-- BEGIN Entries --

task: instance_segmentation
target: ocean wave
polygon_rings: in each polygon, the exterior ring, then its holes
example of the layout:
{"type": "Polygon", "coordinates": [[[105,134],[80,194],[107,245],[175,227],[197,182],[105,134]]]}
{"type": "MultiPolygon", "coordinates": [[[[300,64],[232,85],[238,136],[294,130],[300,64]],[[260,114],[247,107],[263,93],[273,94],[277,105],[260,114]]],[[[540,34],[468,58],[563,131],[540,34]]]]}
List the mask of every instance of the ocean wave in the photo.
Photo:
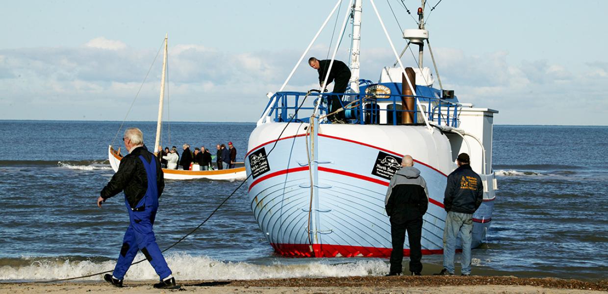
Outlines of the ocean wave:
{"type": "Polygon", "coordinates": [[[499,169],[497,171],[494,171],[494,174],[499,177],[510,177],[510,176],[547,176],[545,174],[542,174],[541,173],[535,173],[533,171],[516,171],[515,169],[499,169]]]}
{"type": "Polygon", "coordinates": [[[83,171],[92,171],[94,169],[112,169],[112,166],[109,166],[109,162],[108,163],[105,162],[99,162],[102,160],[93,160],[92,162],[86,162],[86,163],[89,164],[78,164],[78,163],[81,163],[82,162],[57,162],[57,166],[61,168],[69,168],[70,169],[81,169],[83,171]]]}
{"type": "MultiPolygon", "coordinates": [[[[176,279],[181,280],[256,279],[288,278],[322,278],[381,275],[389,272],[388,264],[379,259],[359,260],[331,264],[323,261],[288,264],[275,262],[269,265],[249,262],[224,262],[207,256],[173,253],[165,256],[176,279]]],[[[143,259],[138,255],[136,260],[143,259]]],[[[84,276],[112,270],[114,261],[71,261],[69,259],[25,258],[24,264],[0,266],[0,280],[48,280],[84,276]]],[[[125,280],[154,280],[158,276],[154,268],[143,262],[129,269],[125,280]]],[[[82,279],[102,279],[101,275],[82,279]]]]}

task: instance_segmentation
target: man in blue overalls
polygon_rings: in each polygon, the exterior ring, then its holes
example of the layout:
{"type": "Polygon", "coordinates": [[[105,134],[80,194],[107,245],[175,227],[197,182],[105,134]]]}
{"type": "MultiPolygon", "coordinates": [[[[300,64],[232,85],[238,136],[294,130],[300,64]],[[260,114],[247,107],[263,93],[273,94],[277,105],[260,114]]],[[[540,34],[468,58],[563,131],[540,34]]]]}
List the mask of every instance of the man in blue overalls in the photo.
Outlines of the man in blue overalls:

-- END Entries --

Task goal: Set out the listing above as a numbered list with one line per item, skipping blank lines and leaving the pictures out.

Written solution:
1. task: instance_segmentation
2. target: ocean wave
3. polygon_rings: in each polygon, the exterior ring, then its holes
4. example of the layout:
5. {"type": "Polygon", "coordinates": [[[105,134],[80,194],[107,245],[175,227],[197,182],[105,134]]]}
6. {"type": "MultiPolygon", "coordinates": [[[[300,64],[232,85],[238,136],[294,130],[300,64]],[[260,114],[247,107],[263,93],[273,94],[277,105],[260,114]]],[[[540,34],[468,58],[563,131],[540,34]]]]}
7. List the mask of every instance of the ocean wave in the photo.
8. Photo:
9. Outlines of the ocean wave:
10. {"type": "Polygon", "coordinates": [[[499,169],[497,171],[494,171],[494,174],[499,177],[510,177],[510,176],[547,176],[545,174],[542,174],[541,173],[535,173],[533,171],[516,171],[515,169],[499,169]]]}
11. {"type": "Polygon", "coordinates": [[[83,171],[92,171],[94,169],[112,169],[112,166],[109,166],[109,162],[108,163],[105,162],[99,162],[102,160],[93,160],[92,162],[86,162],[86,163],[89,164],[78,164],[78,163],[81,163],[82,162],[57,162],[57,166],[61,168],[69,168],[70,169],[81,169],[83,171]]]}
12. {"type": "MultiPolygon", "coordinates": [[[[176,279],[181,280],[256,279],[288,278],[322,278],[381,275],[389,272],[388,264],[379,259],[359,260],[331,264],[323,261],[288,264],[275,262],[269,265],[249,262],[224,262],[207,256],[173,253],[165,256],[176,279]]],[[[143,259],[138,255],[136,260],[143,259]]],[[[84,276],[112,270],[114,261],[71,261],[69,259],[25,258],[24,264],[0,266],[0,280],[48,280],[84,276]]],[[[125,280],[154,280],[158,276],[154,268],[143,262],[129,269],[125,280]]],[[[82,279],[102,279],[101,275],[82,279]]]]}
13. task: instance_segmentation
14. target: man in blue overalls
15. polygon_rings: in each polygon, the exterior ring, then its holes
16. example of the layout:
17. {"type": "Polygon", "coordinates": [[[105,134],[80,194],[107,245],[175,227],[197,182],[105,134]]]}
18. {"type": "MultiPolygon", "coordinates": [[[[300,64],[232,85],[238,136],[294,130],[300,64]],[[260,114],[247,107],[263,93],[273,94],[277,105],[260,114]]],[[[540,34],[468,58],[563,131],[540,34]]]]}
19. List the mask of every instance of the man in blue overalls in the photo.
20. Outlines of the man in blue overalls:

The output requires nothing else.